═════ Entries ═════
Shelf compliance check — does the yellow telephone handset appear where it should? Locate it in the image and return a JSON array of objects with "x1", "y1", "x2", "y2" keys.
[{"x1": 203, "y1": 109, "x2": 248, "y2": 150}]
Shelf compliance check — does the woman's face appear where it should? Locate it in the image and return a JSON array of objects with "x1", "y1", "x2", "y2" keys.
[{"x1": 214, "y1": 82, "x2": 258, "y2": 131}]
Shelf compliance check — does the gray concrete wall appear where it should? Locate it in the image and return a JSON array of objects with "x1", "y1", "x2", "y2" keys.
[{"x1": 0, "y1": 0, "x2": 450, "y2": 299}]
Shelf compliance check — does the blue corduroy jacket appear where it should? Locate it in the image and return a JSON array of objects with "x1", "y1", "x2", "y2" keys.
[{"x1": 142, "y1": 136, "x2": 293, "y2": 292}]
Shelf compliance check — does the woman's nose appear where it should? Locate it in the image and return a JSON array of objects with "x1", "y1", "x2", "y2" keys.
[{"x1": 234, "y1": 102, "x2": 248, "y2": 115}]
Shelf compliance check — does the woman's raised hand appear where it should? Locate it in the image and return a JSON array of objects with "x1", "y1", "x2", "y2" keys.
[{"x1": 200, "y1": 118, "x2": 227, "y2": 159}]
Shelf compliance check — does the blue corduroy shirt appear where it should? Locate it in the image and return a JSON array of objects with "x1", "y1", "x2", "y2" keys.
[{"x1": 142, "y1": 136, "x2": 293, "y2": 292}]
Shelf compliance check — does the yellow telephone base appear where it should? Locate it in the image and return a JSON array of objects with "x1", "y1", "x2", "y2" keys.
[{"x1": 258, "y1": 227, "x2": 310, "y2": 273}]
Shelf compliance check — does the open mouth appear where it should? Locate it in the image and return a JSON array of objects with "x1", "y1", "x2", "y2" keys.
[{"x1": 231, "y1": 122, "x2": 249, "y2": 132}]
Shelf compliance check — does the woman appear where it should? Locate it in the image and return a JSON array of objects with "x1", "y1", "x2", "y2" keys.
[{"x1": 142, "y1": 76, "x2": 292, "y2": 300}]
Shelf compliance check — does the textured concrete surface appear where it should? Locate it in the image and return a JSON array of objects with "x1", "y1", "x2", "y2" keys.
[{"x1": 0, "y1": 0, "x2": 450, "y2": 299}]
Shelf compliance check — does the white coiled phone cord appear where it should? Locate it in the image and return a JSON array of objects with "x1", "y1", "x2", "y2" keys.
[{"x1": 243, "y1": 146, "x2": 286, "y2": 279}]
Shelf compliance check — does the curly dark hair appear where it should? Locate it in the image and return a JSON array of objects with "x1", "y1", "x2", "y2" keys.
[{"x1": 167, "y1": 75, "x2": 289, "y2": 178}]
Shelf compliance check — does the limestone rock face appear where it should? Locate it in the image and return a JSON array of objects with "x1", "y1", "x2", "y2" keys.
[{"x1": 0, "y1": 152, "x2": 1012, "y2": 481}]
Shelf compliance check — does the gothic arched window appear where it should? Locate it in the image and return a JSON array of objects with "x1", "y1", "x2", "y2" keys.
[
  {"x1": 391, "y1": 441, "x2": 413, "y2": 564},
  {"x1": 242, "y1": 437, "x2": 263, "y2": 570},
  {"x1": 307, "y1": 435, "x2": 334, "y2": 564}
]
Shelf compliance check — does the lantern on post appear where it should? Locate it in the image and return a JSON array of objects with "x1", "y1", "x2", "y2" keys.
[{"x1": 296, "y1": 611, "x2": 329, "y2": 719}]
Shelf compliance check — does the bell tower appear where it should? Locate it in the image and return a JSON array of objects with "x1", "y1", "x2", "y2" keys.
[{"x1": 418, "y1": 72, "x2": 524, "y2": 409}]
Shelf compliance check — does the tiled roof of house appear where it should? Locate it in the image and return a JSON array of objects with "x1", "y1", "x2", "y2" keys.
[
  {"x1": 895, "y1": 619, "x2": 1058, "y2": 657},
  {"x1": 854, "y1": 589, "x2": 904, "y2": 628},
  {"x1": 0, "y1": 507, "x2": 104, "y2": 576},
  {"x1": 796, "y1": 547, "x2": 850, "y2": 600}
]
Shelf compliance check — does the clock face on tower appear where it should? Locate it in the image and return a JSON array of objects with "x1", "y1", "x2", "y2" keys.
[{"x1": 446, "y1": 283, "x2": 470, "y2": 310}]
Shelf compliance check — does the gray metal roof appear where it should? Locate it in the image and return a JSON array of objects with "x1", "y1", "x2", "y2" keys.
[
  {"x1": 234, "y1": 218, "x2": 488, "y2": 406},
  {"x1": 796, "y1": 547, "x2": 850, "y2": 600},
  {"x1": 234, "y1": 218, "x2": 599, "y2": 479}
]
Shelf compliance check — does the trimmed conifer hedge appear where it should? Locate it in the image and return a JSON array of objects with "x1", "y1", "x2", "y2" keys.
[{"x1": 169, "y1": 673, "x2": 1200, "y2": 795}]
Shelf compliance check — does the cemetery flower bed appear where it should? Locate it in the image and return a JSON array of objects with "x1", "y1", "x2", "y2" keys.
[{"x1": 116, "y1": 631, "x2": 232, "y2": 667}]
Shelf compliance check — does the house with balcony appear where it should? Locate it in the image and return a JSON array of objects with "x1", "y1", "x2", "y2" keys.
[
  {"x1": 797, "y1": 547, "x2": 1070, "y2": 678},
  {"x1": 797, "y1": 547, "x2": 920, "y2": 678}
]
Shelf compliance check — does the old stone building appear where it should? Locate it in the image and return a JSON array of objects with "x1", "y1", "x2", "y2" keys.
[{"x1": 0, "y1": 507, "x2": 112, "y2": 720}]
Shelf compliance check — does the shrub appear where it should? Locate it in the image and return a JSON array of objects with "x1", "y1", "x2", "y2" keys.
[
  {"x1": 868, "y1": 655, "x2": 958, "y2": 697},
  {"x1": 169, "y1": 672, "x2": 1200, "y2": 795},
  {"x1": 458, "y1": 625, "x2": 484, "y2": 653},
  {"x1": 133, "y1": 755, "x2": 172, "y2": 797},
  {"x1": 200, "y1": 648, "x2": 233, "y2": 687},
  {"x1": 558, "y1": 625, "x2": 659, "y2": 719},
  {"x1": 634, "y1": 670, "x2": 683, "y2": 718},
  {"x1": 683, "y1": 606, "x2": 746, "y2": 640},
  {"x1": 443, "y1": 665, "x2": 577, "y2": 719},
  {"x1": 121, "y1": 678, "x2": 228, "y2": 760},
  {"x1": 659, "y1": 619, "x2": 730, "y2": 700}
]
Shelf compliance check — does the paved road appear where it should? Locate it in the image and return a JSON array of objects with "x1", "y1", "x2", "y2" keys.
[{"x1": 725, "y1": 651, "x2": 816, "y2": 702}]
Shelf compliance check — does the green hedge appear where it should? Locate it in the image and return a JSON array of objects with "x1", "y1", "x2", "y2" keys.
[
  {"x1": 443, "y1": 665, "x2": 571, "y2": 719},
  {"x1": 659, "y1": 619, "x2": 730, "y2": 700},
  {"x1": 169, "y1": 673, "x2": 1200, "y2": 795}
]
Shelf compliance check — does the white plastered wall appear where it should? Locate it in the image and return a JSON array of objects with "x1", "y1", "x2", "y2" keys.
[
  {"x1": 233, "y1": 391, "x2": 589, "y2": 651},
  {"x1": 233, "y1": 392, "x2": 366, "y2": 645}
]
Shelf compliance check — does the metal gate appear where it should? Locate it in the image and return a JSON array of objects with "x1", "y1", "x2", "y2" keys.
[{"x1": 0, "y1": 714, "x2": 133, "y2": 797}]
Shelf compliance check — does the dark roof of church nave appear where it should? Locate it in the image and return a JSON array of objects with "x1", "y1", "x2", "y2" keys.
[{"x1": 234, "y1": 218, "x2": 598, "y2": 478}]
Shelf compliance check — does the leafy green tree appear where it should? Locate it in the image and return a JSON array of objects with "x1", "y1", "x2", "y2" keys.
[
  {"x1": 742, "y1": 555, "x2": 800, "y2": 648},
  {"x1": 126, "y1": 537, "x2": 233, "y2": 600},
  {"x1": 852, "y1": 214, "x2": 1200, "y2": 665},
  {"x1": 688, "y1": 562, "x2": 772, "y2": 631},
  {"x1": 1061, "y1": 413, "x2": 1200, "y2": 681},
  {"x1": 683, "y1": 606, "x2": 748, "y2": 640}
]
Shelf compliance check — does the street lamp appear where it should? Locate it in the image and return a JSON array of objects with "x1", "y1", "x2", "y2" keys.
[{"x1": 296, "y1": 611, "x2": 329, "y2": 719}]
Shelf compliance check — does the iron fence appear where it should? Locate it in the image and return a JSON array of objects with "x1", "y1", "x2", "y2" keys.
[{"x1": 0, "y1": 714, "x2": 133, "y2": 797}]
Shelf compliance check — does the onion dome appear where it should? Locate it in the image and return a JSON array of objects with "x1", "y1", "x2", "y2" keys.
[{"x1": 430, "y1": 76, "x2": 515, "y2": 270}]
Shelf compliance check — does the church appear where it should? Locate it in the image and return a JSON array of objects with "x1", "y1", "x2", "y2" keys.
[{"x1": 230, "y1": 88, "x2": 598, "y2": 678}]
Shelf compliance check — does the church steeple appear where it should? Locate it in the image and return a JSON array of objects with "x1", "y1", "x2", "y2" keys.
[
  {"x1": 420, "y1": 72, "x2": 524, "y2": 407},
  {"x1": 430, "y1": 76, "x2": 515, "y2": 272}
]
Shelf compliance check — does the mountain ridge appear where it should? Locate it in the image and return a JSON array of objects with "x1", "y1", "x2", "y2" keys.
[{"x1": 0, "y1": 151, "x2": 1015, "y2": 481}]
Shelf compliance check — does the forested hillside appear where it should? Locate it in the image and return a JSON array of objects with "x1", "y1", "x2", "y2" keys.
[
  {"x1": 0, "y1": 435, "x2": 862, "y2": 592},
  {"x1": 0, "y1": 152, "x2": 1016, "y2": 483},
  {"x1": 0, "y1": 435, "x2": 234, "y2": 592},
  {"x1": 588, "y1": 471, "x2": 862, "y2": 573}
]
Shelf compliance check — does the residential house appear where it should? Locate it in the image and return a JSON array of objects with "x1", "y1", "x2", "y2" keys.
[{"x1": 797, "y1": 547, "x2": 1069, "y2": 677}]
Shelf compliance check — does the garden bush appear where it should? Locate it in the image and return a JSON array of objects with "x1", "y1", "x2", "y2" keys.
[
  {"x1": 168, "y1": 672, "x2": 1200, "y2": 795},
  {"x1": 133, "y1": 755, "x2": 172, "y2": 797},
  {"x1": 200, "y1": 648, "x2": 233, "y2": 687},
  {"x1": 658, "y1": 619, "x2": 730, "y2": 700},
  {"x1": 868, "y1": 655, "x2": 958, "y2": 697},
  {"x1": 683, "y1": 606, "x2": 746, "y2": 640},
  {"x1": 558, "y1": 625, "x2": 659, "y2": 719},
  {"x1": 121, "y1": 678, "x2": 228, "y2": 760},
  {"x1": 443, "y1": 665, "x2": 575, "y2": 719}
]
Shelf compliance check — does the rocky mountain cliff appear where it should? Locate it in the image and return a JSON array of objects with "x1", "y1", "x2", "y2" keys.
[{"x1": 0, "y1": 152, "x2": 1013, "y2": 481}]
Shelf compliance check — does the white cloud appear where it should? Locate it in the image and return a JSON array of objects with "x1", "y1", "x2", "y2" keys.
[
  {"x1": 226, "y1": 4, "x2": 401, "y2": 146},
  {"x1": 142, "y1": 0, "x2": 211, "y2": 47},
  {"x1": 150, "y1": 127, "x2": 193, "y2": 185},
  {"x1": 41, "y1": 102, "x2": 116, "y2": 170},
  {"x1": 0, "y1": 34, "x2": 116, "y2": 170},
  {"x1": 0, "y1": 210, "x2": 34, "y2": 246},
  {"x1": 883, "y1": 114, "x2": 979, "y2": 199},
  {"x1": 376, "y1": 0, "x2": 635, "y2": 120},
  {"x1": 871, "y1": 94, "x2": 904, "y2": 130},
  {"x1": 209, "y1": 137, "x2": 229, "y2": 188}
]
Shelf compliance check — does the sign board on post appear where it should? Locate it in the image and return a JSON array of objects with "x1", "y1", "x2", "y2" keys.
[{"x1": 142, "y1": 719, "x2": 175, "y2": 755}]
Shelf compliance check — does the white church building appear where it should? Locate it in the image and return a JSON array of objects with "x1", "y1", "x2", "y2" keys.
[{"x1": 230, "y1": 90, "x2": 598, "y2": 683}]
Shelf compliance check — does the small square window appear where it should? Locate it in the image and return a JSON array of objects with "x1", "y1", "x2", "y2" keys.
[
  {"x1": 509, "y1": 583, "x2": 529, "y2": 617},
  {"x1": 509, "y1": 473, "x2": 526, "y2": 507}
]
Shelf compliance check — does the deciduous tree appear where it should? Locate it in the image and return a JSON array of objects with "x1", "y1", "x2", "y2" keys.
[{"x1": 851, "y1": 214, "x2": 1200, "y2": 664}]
═════
> [Your objective]: Give the stretch of the data above, from the line containing "Shelf compliance check — does the deciduous" through the end of the data, as a JSON list of strings with one string per line and blank lines left out.

> [Response for this exercise]:
[
  "Shelf compliance check — does the deciduous tree appear where it should? Locate it in the image and return a JSON array of objects with \"x1\", \"y1\", \"x2\", \"y2\" keys.",
  "[{\"x1\": 851, \"y1\": 214, \"x2\": 1200, \"y2\": 664}]"
]